**Passage given:**
•••••
STATE OF MINNESOTA
IN COURT OF APPEALS
CX-99-326
State of Minnesota,
Respondent,
vs.
Albert
Jones,
Appellant.
Filed November 16, 1999
Affirmed
Klaphake, Judge
Hennepin County District Court
File No. 98-058647
Amy Klobuchar, Hennepin County Attorney, Michael Richardson, Assistant County Attorney, C-2000 Government Ctr., Minneapolis, MN 55487 (for respondent)
John M. Stuart, State Public Defender, Mark F. Anderson, Assistant State Public Defender, 2829 University Ave. S.E., Ste. 600, Minneapolis, MN 55414-3230 (for appellant)
Considered and decided by Halbrooks, Presiding Judge, Klaphake, Judge, and Anderson, Judge.
Albert Jones challenges his conviction for second-degree aggravated robbery, claiming the trial court erred in refusing to instruct the jury on his alibi defense and in ruling that he could be impeached with a prior conviction for second-degree assault. Because the trial court did not abuse its discretion, we affirm.
I. Jury Instruction
As a general matter, Minnesota courts have refused to instruct on particular kinds of evidence, concluding that singling out a category of evidence tends to emphasize it and to "inject argument into the judge's charge." State v. Olson, 482 N.W.2d 212, 215 (Minn. 1992) (citation omitted). While acknowledging a defendant's right to instruction on his theory of the case, the Minnesota Supreme Court has held that it is enough if the substance of the defendant's request is contained in the court's charge. State v. Ruud, 259 N.W.2d 567, 578 (Minn. 1977), cert.denied 435 U.S. 996 (1978).
In this instance, Jones presented an alibi witness who testified that he had spent the day with her. The substance of Jones's requested alibi instruction was included in the trial court's overall instructions. Further, the defense argued alibi in its closing argument. Thus, the trial court did not abuse its discretion by refusing to give a specific instruction on alibi. See State v. Blasus, 445 N.W.2d 535, 542 (Minn. 1989).
The credibility of a witness may be attacked by showing a conviction for either a crime of dishonesty or false statement, or for a conviction, punishable by imprisonment for more than one year, if the probative value outweighs the prejudicial effect. Minn. R. Evid. 609(a)(2). The theory is that the impeaching statements "allow the jury to see `the whole person' and therefore permit the jury to better judge the truth of the defendant's statements." State v. Ford, 381 N.W.2d 30, 33 (Minn. App. 1986) (quoting State v. Broulliette, 286 N.W.2d 702, 707 (Minn. 1979)), review denied (Minn. Mar. 27, 1986).
•••••
**What this task involves:**
Answer these questions about the court opinion above:
1. On what date was the opinion filed?
2. Of what crime was Albert Jones convicted?
3. What rule of evidence does the opinion cite on attacking a witness's credibility with a prior conviction?
•••••
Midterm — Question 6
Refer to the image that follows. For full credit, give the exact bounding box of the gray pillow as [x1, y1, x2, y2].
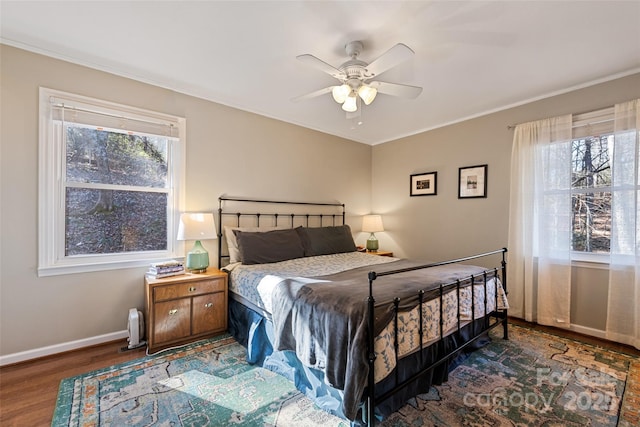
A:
[233, 228, 304, 264]
[296, 224, 356, 256]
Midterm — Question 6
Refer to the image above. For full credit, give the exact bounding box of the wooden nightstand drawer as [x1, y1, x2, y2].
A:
[153, 278, 225, 302]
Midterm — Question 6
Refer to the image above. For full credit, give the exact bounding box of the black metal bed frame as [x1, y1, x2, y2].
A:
[218, 196, 509, 426]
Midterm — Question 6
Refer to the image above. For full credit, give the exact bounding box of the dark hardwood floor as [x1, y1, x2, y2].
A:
[0, 340, 145, 427]
[0, 319, 640, 427]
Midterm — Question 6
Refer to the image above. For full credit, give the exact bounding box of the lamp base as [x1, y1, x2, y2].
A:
[185, 240, 209, 273]
[367, 233, 379, 252]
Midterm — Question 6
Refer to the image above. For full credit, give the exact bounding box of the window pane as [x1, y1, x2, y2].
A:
[572, 135, 613, 188]
[66, 125, 169, 188]
[65, 188, 167, 256]
[571, 192, 611, 253]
•••••
**Result of this task:**
1. November 16, 1999
2. Second-degree aggravated robbery
3. Minn. R. Evid. 609(a)(2)